Input records.
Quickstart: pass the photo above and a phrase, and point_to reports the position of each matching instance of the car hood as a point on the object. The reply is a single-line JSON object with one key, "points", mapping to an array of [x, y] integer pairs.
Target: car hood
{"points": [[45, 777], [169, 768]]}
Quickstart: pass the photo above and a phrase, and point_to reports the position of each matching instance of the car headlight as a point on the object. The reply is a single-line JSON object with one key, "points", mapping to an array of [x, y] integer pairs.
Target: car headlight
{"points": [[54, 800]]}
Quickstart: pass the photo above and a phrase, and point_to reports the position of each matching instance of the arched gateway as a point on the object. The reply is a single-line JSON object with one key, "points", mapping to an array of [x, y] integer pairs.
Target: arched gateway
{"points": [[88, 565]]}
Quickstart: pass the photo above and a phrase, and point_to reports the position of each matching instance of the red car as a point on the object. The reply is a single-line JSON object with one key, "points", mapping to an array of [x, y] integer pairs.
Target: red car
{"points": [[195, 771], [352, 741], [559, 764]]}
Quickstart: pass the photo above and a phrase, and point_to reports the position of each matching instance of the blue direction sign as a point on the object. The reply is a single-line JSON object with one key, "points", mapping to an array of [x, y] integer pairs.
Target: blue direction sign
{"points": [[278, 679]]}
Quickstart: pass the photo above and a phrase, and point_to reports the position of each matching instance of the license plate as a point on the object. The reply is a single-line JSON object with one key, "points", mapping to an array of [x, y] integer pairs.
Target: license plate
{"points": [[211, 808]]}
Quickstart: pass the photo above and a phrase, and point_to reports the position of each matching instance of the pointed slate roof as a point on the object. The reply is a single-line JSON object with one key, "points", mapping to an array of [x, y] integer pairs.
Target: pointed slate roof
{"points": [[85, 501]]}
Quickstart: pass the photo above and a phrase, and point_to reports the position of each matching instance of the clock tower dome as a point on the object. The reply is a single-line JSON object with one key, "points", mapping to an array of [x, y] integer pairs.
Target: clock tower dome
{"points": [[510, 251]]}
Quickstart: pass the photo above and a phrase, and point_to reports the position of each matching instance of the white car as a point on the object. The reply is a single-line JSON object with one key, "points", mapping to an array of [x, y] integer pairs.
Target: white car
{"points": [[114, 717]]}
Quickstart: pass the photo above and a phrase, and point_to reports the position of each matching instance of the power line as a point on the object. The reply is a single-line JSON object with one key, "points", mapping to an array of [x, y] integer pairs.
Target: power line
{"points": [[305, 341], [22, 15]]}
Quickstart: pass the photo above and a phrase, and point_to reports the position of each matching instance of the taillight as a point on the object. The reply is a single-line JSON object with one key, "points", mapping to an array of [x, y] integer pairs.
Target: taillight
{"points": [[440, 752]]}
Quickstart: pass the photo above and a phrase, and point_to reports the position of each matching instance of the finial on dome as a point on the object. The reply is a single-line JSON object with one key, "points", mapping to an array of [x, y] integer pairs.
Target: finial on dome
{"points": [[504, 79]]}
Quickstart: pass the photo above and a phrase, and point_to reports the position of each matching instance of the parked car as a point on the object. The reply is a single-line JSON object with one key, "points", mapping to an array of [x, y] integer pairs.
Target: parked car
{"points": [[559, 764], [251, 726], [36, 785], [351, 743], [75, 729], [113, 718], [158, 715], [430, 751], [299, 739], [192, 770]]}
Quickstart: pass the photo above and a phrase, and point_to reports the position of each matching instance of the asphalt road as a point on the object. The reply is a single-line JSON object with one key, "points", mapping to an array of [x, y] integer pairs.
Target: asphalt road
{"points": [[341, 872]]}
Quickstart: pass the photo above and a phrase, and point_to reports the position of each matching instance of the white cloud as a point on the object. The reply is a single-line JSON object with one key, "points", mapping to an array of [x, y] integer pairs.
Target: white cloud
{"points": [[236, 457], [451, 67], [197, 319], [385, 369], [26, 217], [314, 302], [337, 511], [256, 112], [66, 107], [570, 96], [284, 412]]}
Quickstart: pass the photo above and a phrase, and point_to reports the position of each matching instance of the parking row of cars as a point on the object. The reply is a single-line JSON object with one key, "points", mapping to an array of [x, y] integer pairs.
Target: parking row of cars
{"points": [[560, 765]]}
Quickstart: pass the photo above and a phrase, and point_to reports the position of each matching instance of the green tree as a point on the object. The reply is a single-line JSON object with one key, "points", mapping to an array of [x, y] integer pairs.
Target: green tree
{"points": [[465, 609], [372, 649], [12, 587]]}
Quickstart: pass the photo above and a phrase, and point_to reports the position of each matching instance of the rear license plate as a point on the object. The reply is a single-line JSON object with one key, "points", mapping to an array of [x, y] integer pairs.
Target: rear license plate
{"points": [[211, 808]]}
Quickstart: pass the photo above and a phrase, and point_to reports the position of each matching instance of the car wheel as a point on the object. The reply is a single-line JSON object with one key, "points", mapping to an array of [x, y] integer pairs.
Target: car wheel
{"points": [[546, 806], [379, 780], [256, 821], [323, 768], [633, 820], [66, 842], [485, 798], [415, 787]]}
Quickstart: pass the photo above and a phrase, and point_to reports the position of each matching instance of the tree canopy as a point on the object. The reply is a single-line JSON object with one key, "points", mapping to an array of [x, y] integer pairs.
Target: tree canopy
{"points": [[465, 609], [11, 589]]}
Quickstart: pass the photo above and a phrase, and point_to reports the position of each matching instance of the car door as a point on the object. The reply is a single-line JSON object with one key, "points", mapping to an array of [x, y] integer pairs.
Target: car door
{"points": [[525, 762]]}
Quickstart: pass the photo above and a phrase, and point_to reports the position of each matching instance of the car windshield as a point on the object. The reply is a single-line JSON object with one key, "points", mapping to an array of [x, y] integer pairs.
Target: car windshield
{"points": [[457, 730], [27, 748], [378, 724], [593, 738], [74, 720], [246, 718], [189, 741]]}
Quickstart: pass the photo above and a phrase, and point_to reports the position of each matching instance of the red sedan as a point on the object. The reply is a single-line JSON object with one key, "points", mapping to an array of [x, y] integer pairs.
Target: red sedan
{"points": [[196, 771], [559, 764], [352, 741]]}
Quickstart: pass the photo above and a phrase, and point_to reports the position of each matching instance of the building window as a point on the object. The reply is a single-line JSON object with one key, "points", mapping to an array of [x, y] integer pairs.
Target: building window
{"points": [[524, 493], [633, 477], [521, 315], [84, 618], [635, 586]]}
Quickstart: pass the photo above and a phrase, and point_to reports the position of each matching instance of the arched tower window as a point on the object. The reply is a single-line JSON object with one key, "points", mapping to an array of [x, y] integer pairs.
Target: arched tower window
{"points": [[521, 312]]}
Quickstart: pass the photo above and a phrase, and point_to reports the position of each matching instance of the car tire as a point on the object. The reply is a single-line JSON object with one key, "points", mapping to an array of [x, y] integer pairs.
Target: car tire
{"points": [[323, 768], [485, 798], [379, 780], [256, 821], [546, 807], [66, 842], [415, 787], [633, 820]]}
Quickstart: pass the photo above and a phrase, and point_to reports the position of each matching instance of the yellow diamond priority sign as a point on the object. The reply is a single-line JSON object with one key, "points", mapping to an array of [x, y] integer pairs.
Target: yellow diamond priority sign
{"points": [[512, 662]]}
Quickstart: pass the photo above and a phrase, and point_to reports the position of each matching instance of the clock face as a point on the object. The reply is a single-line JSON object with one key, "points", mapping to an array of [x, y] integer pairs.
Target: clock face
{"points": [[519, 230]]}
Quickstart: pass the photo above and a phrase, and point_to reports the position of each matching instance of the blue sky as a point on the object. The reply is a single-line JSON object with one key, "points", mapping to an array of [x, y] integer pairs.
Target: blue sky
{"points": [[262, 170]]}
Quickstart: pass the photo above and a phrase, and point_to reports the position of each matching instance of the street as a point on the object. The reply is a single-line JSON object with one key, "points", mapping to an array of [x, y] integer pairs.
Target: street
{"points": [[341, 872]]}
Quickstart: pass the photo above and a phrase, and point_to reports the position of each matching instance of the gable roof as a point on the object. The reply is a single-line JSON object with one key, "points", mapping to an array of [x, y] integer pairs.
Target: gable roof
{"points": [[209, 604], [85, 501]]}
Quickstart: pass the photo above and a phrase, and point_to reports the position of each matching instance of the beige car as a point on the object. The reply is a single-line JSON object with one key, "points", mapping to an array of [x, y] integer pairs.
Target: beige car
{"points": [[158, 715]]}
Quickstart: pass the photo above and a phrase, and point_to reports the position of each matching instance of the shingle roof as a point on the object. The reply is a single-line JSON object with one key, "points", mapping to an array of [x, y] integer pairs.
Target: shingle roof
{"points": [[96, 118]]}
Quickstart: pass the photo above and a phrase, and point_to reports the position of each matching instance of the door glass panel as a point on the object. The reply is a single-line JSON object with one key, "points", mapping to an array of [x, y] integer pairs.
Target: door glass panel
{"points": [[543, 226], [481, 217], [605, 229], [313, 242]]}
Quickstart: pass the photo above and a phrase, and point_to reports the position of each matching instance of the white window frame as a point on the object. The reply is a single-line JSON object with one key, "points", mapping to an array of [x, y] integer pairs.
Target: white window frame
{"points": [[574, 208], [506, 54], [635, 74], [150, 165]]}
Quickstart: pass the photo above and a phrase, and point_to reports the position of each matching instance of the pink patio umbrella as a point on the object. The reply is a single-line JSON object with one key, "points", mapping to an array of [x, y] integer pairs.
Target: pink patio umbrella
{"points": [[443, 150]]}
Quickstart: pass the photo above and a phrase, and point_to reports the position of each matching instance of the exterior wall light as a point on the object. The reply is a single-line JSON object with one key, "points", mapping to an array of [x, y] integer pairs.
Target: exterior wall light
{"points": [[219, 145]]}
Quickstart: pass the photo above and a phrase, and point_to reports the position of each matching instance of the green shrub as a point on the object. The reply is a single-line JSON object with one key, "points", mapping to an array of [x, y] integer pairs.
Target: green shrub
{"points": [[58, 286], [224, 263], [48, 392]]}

Short exercise. Return exactly the lines from the line bearing "of the exterior" to the end of the records, inclusive of both; include no other lines.

Solution for this task.
Quickstart: pass the photo above and a phrase, and point_to reports the position of each matching instance of the exterior wall light as a point on the object. The reply is a single-line JSON object with one key, "points", mapping to an array of [x, y] integer pairs.
Target: exterior wall light
{"points": [[219, 145]]}
Quickstart: pass the photo above and a phrase, and point_to reports the position of each matching instance of the green shrub as a point on the object. The reply is a single-line JSON object with one key, "points", mapping to an array of [x, y] integer pairs.
Target: green shrub
{"points": [[58, 286], [224, 263], [48, 392]]}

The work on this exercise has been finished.